Texto fornecido:
Foi entre fevereiro e outubro, em meio a tempestades e conflitos, que Trótski acabou rendido ao peso superior do bolchevismo de Lênin e sua monolítica doutrina ideológico-partidária. A realidade parecia falar uma linguagem leninista. O partido de Lênin era a única coisa que fazia sentido.

Nesse ano, até a Revolução, a vida de Trótski se confunde integralmente com a história, com o fluxo revolucionário dos fatos que levariam a Outubro.

Sua vida, nesse ano fundamental, foi uma sucessão inacreditável de discursos, comícios, debates públicos, envolvendo todos os problemas que atingiam o povo russo, naquela hora.

Paralelamente, desenvolve intensa atividade escrita pela imprensa, polemizando sobre tudo, discordando, apoiando, atento às questões mais sutis do processo revolucionário. Nesse ano, já fala como porta-voz dos bolcheviques, já é um homem de Lênin. Mas procura manter sua independência de pensamento, brigando com companheiros, ou até com o próprio Lênin, se achasse necessário. Pois as discussões entre esses russos não se limitavam a questões práticas imediatas, de militância e tomada do poder. A camada superior da liderança bolchevique era constituída por intelectuais, os Ivans, gente com elevada capacidade teórica e preparo filosófico. Os bolcheviques não estavam lutando apenas por cargos num determinado regime. Todos sabiam que estavam dando a vida por um novo mundo, pela instauração de uma ordem de coisas como nunca tinha havido antes no mundo.

Questões teóricas gerais, portanto, atravessavam constantemente as discussões mais imediatas. Só com dificuldade Lênin e os bolcheviques aceitaram a tese trotskista da “revolução permanente”, o internacionalismo proletário radical, que reduzia a Revolução Russa a um momento apenas de uma revolução operária mundial, que deveria eclodir na Alemanha, na Inglaterra e na França, como Marx tinha predito. Em compensação, Trótski começou a aceitar o monolitismo partidário de Lênin que, alguns anos atrás, lhe parecia pura tirania e prelúdio de tiranias maiores. Ivan sabe de que os Alióchas são capazes…

Nesse momento, parece ter havido na Rússia, país com grande tradição oral, uma proeminência da oralidade: os poderes de Trótski deviam-se, em grande parte, a seus dotes excepcionais como orador e tribuno. Onde falava, sua palavra era fogo e ordem, lógica e fonte de entusiasmo. Nem foi por acaso que lhe era contemporâneo um poeta como Maiakóvski, também dotado de alta potencialidade oral.

O Governo Provisório vacilava. Os gabinetes se sucedem. A crise na cidade e no campo se agrava, a guerra está presente. Ao príncipe Lvov, sucede como primeiro-ministro o advogado Kerenski, um representante dos partidos socialistas moderados, que queriam o parlamentarismo.

Dados extraídos:

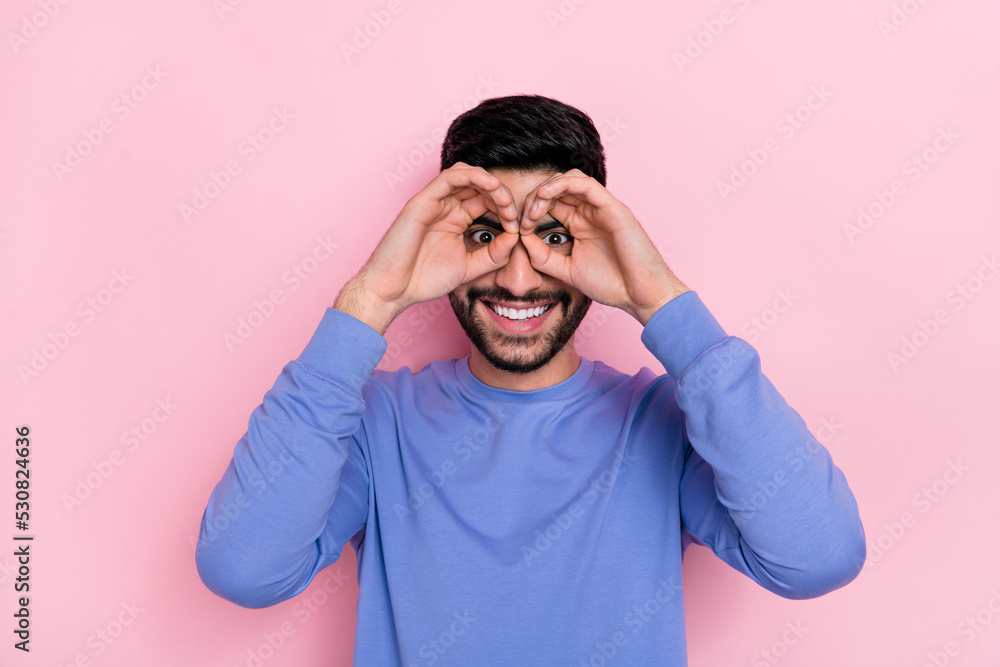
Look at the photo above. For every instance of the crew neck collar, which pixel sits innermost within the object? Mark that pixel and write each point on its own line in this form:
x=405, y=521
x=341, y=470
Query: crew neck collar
x=571, y=385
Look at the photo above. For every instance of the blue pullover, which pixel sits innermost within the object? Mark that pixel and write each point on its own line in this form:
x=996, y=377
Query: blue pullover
x=545, y=527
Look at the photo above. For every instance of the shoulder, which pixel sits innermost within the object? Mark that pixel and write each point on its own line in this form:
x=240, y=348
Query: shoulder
x=642, y=386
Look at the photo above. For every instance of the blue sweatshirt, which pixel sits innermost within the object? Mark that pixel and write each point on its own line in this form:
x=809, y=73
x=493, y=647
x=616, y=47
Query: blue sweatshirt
x=545, y=527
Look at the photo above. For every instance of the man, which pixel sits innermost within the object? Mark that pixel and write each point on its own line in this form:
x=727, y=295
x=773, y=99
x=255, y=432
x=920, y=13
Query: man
x=523, y=505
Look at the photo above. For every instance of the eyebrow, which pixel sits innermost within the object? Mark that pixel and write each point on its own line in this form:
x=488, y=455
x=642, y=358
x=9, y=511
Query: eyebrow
x=488, y=220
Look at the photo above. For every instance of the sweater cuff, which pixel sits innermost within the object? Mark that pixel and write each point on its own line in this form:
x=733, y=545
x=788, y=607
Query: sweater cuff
x=681, y=330
x=344, y=348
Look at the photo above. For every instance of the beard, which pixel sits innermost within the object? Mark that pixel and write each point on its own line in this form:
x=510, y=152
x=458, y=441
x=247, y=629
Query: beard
x=518, y=353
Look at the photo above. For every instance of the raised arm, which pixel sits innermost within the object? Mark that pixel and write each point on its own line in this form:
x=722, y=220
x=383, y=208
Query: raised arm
x=758, y=488
x=296, y=489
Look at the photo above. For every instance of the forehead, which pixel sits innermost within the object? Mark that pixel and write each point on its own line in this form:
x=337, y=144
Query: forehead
x=520, y=183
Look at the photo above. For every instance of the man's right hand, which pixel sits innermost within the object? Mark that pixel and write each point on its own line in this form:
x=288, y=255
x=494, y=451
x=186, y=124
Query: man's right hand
x=423, y=255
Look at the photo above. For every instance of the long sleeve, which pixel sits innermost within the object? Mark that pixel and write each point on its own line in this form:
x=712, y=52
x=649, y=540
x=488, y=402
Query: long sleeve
x=758, y=488
x=296, y=489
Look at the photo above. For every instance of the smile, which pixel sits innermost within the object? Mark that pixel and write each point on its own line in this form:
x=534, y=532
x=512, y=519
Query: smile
x=518, y=313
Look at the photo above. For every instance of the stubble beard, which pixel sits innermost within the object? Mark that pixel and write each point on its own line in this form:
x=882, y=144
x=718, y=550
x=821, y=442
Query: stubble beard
x=518, y=353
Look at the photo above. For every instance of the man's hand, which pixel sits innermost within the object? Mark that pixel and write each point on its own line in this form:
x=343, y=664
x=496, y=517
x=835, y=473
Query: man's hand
x=423, y=255
x=612, y=260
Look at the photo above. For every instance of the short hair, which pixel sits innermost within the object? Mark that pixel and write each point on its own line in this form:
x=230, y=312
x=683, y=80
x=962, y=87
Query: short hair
x=525, y=133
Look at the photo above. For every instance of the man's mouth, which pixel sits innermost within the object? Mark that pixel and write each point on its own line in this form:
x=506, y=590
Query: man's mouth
x=514, y=312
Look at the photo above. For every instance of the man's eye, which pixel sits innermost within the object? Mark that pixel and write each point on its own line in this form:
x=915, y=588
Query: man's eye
x=483, y=236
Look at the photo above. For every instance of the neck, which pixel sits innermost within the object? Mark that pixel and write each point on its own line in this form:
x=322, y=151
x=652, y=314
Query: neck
x=559, y=368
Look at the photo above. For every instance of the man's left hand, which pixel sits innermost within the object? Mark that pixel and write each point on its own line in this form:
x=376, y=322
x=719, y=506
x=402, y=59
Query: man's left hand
x=612, y=260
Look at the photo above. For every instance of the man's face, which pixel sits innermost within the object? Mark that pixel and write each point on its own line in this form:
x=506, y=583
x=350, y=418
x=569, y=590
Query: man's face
x=516, y=342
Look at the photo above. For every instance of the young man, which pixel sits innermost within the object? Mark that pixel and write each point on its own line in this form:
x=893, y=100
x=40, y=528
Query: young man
x=523, y=505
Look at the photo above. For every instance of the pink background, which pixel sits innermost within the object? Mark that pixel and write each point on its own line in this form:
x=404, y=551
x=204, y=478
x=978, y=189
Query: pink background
x=80, y=79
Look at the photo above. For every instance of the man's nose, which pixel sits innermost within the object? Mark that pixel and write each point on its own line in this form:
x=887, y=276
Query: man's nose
x=519, y=277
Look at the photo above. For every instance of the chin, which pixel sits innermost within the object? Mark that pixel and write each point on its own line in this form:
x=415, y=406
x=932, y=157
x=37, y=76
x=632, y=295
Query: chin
x=511, y=352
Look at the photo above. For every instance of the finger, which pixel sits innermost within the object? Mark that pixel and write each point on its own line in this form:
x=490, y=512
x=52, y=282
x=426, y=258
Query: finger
x=494, y=256
x=529, y=200
x=572, y=189
x=455, y=180
x=544, y=259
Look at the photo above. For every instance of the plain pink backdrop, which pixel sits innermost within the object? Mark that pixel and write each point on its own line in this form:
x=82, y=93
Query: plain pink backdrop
x=116, y=115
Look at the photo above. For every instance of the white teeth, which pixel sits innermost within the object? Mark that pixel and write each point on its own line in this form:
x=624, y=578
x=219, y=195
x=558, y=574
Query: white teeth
x=520, y=314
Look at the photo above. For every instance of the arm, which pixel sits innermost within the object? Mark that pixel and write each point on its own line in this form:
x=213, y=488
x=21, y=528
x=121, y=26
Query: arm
x=758, y=488
x=297, y=486
x=296, y=489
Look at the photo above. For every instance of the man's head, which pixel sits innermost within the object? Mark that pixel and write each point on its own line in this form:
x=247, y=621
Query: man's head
x=525, y=133
x=522, y=140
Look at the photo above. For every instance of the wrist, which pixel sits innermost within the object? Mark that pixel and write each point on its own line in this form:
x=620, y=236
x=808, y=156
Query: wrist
x=643, y=314
x=365, y=306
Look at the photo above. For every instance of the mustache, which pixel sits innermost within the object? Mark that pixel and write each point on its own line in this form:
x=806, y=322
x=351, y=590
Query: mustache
x=497, y=293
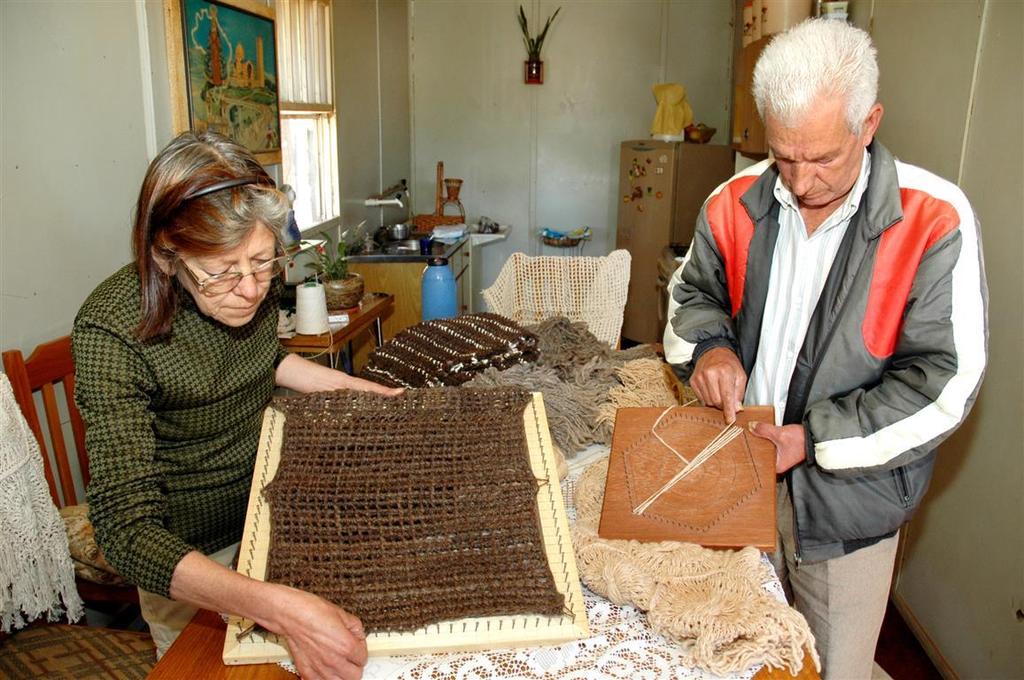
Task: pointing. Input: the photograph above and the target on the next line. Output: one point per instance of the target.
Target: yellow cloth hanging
(674, 112)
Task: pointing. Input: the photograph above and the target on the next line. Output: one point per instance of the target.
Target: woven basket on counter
(427, 222)
(564, 242)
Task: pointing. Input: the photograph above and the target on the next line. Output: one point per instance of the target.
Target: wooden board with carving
(728, 501)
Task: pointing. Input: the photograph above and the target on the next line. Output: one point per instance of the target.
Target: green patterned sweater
(171, 426)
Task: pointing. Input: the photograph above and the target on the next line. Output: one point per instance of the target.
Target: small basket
(563, 242)
(426, 222)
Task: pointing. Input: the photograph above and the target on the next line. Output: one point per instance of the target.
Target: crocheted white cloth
(37, 577)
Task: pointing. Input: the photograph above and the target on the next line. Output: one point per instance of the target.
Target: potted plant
(534, 65)
(342, 288)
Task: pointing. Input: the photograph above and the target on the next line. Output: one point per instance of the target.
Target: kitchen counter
(397, 269)
(408, 251)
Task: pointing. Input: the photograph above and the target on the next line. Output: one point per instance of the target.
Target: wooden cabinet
(748, 130)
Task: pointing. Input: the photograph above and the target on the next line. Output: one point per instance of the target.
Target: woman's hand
(325, 640)
(305, 376)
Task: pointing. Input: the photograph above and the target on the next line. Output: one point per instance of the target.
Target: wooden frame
(462, 635)
(239, 98)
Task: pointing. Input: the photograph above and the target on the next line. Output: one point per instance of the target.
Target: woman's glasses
(220, 284)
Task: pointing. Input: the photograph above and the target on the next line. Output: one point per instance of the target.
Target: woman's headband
(228, 183)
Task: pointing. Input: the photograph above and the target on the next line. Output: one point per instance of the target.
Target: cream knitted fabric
(36, 572)
(711, 602)
(592, 290)
(644, 383)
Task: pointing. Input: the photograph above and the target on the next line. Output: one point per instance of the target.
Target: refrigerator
(662, 186)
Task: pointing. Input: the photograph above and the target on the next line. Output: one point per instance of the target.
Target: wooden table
(371, 311)
(197, 652)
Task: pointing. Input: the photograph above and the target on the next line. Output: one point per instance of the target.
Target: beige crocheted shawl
(36, 574)
(711, 602)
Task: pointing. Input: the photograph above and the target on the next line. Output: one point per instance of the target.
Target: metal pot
(398, 231)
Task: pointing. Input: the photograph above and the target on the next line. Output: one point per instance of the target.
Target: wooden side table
(370, 313)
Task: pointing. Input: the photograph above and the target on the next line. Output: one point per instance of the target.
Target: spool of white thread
(310, 309)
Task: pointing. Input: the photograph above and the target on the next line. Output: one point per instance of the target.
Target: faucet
(389, 197)
(380, 203)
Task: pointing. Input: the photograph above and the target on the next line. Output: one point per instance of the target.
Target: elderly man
(846, 289)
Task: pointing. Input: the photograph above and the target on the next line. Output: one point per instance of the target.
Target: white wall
(547, 155)
(372, 100)
(954, 103)
(74, 150)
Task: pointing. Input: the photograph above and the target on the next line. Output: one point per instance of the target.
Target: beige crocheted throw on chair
(592, 290)
(711, 602)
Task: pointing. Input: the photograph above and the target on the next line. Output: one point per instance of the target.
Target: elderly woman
(176, 355)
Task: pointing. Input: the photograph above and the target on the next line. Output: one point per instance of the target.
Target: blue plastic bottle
(437, 290)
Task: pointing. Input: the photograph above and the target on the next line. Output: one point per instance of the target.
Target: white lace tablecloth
(621, 646)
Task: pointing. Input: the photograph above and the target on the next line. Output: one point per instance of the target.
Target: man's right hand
(720, 381)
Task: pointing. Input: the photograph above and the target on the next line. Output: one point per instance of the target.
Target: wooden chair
(51, 364)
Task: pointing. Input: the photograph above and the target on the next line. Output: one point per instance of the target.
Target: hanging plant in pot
(534, 66)
(342, 288)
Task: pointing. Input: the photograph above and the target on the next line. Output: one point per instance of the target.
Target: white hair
(817, 57)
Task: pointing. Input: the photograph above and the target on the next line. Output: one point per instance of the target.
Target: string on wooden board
(728, 433)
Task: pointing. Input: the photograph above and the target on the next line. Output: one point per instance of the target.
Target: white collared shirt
(799, 268)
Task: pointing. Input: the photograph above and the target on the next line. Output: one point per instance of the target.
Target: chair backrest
(50, 364)
(592, 290)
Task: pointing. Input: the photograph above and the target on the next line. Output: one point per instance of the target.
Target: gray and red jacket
(894, 352)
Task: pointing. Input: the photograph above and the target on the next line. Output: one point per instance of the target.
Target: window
(309, 149)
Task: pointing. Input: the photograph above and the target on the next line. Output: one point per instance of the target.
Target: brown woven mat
(410, 510)
(450, 351)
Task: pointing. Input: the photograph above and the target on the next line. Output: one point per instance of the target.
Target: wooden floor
(898, 651)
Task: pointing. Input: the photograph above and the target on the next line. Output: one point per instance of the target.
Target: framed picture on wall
(221, 56)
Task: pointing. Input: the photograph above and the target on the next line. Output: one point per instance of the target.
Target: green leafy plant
(534, 45)
(332, 259)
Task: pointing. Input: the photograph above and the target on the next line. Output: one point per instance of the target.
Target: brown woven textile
(410, 510)
(450, 351)
(58, 650)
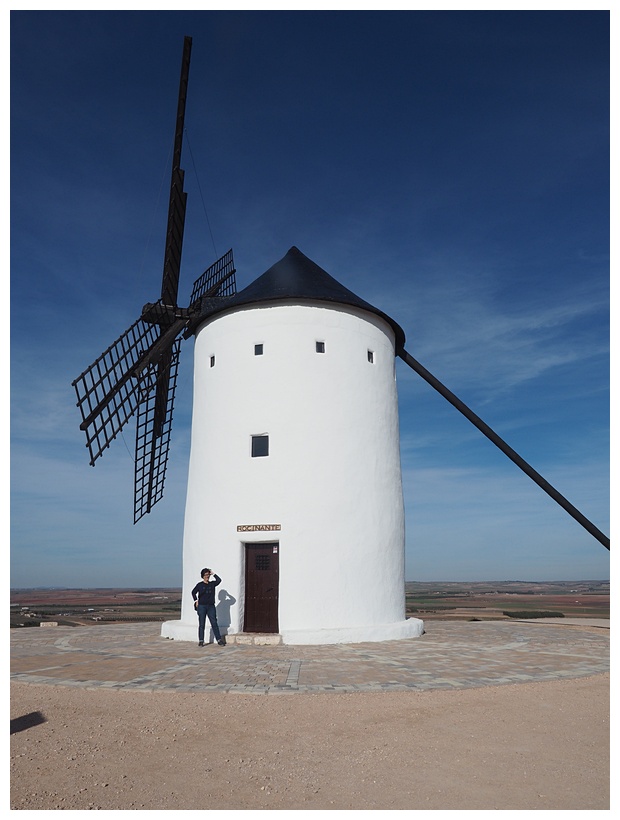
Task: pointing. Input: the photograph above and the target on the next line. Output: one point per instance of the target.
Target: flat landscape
(426, 600)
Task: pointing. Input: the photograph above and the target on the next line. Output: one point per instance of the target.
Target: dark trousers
(205, 612)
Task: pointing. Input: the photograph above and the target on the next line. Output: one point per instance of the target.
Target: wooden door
(261, 588)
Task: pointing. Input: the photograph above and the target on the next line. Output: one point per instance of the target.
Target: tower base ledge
(409, 628)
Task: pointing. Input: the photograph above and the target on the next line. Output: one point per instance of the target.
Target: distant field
(427, 600)
(489, 601)
(79, 607)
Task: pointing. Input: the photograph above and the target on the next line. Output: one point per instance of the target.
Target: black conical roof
(295, 277)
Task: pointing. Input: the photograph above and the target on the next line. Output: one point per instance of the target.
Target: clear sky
(451, 168)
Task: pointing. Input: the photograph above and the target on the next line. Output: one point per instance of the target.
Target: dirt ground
(526, 746)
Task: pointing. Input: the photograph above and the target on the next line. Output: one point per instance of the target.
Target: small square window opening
(260, 446)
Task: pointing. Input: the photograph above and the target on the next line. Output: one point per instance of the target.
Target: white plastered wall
(331, 482)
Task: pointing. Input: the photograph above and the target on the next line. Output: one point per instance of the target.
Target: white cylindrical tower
(294, 491)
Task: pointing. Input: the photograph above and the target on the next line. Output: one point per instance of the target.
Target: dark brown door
(261, 588)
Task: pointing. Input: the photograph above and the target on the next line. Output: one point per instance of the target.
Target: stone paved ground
(450, 655)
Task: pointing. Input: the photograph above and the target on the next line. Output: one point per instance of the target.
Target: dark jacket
(205, 593)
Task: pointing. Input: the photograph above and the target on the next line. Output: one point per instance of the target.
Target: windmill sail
(155, 413)
(138, 372)
(505, 448)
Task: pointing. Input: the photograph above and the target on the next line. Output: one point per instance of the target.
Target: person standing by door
(204, 604)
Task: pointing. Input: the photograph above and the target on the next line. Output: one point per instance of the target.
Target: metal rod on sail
(505, 448)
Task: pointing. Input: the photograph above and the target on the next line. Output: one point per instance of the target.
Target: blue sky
(451, 168)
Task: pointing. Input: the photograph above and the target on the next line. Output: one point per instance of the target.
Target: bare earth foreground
(542, 745)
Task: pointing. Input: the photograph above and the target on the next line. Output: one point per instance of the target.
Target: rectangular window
(260, 446)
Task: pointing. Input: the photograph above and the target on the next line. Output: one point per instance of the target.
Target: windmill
(288, 372)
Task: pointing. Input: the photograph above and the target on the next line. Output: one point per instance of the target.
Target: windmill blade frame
(106, 391)
(153, 431)
(504, 447)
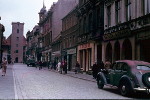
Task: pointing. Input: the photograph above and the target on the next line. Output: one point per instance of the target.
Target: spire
(43, 4)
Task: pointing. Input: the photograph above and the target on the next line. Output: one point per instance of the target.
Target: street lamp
(2, 29)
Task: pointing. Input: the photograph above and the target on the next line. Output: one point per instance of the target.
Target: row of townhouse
(95, 30)
(2, 29)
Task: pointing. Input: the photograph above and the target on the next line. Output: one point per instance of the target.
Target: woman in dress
(4, 66)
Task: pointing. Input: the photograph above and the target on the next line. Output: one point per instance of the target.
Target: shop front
(71, 58)
(86, 56)
(143, 47)
(56, 56)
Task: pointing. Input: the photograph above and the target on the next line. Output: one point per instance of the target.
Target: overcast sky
(24, 11)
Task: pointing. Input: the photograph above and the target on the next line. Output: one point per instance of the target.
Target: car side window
(124, 67)
(118, 67)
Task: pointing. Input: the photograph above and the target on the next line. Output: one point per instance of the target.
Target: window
(109, 16)
(146, 6)
(98, 17)
(125, 67)
(84, 25)
(117, 9)
(17, 51)
(90, 22)
(17, 30)
(128, 10)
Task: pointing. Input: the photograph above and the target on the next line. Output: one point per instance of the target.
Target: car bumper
(143, 90)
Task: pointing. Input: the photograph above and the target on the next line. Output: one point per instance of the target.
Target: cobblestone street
(32, 83)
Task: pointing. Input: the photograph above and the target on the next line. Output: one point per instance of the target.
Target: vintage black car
(31, 63)
(129, 76)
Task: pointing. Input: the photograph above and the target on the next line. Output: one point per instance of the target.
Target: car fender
(126, 78)
(103, 76)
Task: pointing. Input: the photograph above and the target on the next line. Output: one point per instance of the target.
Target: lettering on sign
(71, 51)
(85, 46)
(116, 35)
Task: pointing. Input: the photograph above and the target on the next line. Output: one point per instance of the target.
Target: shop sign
(116, 35)
(143, 35)
(71, 51)
(85, 46)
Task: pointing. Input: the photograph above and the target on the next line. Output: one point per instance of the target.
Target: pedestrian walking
(65, 66)
(40, 65)
(77, 68)
(49, 65)
(4, 66)
(100, 66)
(59, 67)
(95, 70)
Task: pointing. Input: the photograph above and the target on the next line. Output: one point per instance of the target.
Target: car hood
(143, 71)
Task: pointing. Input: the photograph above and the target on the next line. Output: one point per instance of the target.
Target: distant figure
(59, 67)
(4, 66)
(40, 65)
(95, 70)
(100, 66)
(65, 66)
(77, 68)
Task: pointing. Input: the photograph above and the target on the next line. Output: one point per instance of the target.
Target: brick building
(91, 28)
(17, 41)
(127, 30)
(69, 38)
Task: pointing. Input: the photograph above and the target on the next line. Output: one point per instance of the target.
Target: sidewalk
(83, 76)
(7, 84)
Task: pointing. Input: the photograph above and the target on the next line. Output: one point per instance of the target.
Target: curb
(75, 76)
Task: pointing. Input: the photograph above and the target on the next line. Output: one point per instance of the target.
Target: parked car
(31, 63)
(129, 76)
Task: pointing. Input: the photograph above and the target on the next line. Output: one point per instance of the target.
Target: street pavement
(22, 82)
(7, 85)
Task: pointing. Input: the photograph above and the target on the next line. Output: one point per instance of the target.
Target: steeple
(43, 4)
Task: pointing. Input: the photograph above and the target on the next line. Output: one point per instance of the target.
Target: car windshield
(143, 67)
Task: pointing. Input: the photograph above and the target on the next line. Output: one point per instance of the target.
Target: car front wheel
(100, 82)
(125, 88)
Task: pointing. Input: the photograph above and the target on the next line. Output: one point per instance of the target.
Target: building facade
(33, 45)
(17, 42)
(69, 38)
(91, 29)
(2, 29)
(127, 29)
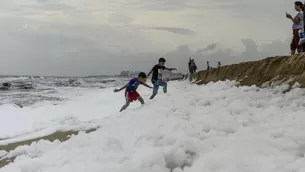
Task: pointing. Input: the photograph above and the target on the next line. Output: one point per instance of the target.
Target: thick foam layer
(217, 127)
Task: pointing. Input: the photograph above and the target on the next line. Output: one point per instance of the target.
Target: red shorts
(132, 96)
(294, 45)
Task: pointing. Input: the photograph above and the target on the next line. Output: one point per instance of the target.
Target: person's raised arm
(296, 20)
(146, 85)
(117, 90)
(170, 69)
(151, 71)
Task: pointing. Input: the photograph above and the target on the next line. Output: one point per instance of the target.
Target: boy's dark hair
(142, 75)
(162, 60)
(299, 3)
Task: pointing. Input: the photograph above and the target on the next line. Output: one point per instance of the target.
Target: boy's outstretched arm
(146, 85)
(117, 90)
(170, 69)
(149, 73)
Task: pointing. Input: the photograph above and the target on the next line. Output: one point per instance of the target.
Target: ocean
(219, 127)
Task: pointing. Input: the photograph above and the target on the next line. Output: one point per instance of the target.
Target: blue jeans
(157, 84)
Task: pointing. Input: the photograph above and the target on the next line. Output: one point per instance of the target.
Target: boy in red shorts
(130, 89)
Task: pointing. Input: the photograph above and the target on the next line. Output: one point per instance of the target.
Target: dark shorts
(132, 96)
(157, 84)
(294, 45)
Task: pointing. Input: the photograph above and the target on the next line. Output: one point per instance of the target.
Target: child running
(130, 89)
(157, 78)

Instrução 1: Extraia do texto sobre Trótski, sem qualquer alteração, o trecho que começa nas palavras "Foi entre fevereiro" e vai até "que fazia sentido.", inclusive.
Instrução 2: Dê continuidade ao texto sobre Trótski, escrevendo a partir da última frase apresentada.

Resposta final 1:
Foi entre fevereiro e outubro, em meio a tempestades e conflitos, que Trótski acabou rendido ao peso superior do bolchevismo de Lênin e sua monolítica doutrina ideológico-partidária. A realidade parecia falar uma linguagem leninista. O partido de Lênin era a única coisa que fazia sentido.

Resposta final 2:
Enquanto isso, os bolcheviques crescem nos sovietes, nos sindicatos, nas associações de classe. Logo seus slogans serão os slogans de todo o povo russo: “abaixo os ministros capitalistas!”, “abaixo a guerra!” e “todo o poder aos sovietes!”.

Nas ruas, já se ouvia claramente: “todas as terras aos camponeses”, “todas as fábricas aos trabalhadores”.

Enquanto isso, os soldados começavam a resolver a questão a seu modo: pela deserção em massa. Os camponeses incendiavam as casas dos seus senhores e dividiam as grandes propriedades entre si. Os operários paralisavam a produção industrial pela sabotagem e pelas constantes greves,

diz, em Os dez dias que abalaram o mundo, o jornalista americano John Reed, que estava lá na época.

A moeda se desvalorizava a cada dia. As filas para comprar pão eram cada vez maiores.

Esse caos social empurrava cada vez mais os revolucionários para uma proposta radical.

Na noite de 23 de julho, Trótski e Lunatcharski foram detidos e encarcerados, presos políticos misturados com presos comuns. Mas nenhuma cadeia conseguia esfriar o ânimo revolucionário de Liev, que, de dentro do cárcere, enviava artigos e matérias para todos os jornais revolucionários russos.

Enquanto estava na cadeia, uma tentativa de golpe militar veio mostrar quais eram as disposições da direita. Kornilov, comandante em chefe das Forças Armadas, nomeado por Kerenski, moveu tropas para derrubar o frágil governo que representava a última sombra de legalidade.

Em 4 de setembro, Trótski foi libertado, mediante fiança.

Mal saiu do cárcere, se encaminhou para o Instituto Smolny, sede do soviete de Petrogrado, onde se estruturava o Comitê pela Luta contra a Contrarrevolução. Esse comitê seria o embrião do Comitê Revolucionário Militar, que conduziria a ação na tomada do poder em outubro.

A tentativa de golpe de Kornilov abortou. Seus soldados, trabalhados pela propaganda e doutrinação bolcheviques, desertaram, antes de entrar em ação. Mas a questão do poder, agora, se colocava mais premente do que nunca.

Duas questões para o Partido Bolchevique: apostar tudo numa tentativa de tomar o poder? Em caso positivo, quando?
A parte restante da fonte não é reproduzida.